• [Постановка задачи 1] Перепишите строки набора данных вместе с запросами, начиная со строки, где есть «e.g. [(1240, 344)]», и заканчивая строкой, где есть «[(920, 236), (625, 217), (852, 220)]». В ответах масштабируйте координаты точек: умножьте каждую на 2,5 и округлите до целого, половины вверх; числа в запросах и в образцах формата оставьте прежними.

• [Предоставленный фрагмент]
Старый друг стоил труда, стоил, наконец, горячей ссоры (потому что мы непременно поссорились бы в 63-м, в 65-м, в 68-м…). А я перешагнул через него, как через труп, и только через несколько лет почувствовал, что перед Вовкой, с его понятиями о дружбе, оказался предателем. Это самый запомнившийся мне случай, когда я действовал в полном сознании своей правоты и даже высоты и вдруг увидел, что однозначности нет, что столкнулись две правды и ради одной правды я растоптал другую. Я выбрал большую правду и переступил через меньшую, но ведь могло быть и наоборот. Так, мой тесть, участвовавший в реквизициях, 60 лет спустя говорил мне: «Это был грабеж». То, что льстило его самолюбию гимназиста, в старике вызывало стыд. А сколько дел наделали эти гимназисты – с чистой, как снег, совестью!

• [Строки набора данных для указания объектов]
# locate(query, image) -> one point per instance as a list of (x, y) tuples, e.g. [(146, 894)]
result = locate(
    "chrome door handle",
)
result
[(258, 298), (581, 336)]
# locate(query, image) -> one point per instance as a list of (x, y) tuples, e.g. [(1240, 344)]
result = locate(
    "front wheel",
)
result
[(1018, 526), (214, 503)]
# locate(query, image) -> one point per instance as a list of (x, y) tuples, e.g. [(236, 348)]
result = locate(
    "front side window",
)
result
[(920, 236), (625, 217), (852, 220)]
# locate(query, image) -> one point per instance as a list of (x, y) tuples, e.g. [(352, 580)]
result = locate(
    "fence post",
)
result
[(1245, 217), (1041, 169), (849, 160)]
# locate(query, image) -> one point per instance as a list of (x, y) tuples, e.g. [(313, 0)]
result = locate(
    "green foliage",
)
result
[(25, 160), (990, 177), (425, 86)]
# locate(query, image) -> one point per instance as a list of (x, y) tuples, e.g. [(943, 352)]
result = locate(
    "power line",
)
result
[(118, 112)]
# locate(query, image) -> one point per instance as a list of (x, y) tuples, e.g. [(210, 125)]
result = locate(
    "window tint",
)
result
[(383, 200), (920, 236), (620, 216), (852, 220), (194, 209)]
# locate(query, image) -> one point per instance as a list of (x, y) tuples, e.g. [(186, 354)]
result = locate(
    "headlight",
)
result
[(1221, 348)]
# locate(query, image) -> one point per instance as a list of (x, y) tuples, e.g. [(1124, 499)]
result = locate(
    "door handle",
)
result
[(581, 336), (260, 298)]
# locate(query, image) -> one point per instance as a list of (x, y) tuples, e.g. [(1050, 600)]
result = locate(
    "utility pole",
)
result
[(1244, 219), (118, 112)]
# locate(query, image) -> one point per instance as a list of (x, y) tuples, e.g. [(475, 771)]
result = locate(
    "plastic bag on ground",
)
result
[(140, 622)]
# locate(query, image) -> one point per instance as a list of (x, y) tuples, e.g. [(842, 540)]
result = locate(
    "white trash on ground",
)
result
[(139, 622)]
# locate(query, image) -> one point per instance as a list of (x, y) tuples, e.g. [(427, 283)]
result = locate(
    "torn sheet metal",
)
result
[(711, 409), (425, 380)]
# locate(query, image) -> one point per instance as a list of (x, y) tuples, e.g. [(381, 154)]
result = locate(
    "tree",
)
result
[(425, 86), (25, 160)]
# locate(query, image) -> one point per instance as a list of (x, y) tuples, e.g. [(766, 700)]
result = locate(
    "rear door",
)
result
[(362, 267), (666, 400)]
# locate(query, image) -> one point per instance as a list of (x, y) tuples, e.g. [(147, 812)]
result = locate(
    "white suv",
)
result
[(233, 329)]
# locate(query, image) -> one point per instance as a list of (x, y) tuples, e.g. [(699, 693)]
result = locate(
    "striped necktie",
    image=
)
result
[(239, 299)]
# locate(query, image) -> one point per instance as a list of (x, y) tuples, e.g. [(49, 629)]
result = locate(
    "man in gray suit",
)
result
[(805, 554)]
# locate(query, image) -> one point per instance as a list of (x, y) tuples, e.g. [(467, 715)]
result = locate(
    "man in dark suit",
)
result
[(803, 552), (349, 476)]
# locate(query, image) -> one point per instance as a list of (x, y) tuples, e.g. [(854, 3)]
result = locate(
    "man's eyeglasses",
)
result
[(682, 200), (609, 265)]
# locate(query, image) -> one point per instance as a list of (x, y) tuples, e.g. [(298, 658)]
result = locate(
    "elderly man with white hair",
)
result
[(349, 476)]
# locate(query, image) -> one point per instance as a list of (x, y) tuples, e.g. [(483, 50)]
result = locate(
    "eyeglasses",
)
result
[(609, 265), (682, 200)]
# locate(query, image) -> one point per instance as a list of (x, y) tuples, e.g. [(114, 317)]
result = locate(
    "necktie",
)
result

• [Постановка задачи 2]
Ответьте по фрагменту о старом друге на вопросы:
(a) Через какое время пришло ощущение, что перед Вовкой совершено предательство?
(b) Что тесть, участвовавший в реквизициях, сказал о них 60 лет спустя?
(c) Что вызывало в старике то, что льстило самолюбию гимназиста?

• [Ожидаемый результат 1]
# locate(query, image) -> one point per instance as a list of (x, y) tuples, e.g. [(1240, 344)]
result = locate(
    "front wheel",
)
result
[(2545, 1315), (535, 1258)]
# locate(query, image) -> one point per instance as a list of (x, y) tuples, e.g. [(236, 348)]
result = locate(
    "front side window",
)
result
[(2300, 590), (1563, 543), (2130, 550)]

• [Ожидаемый результат 2]
(a) Только через несколько лет.
(b) «Это был грабеж».
(c) Стыд.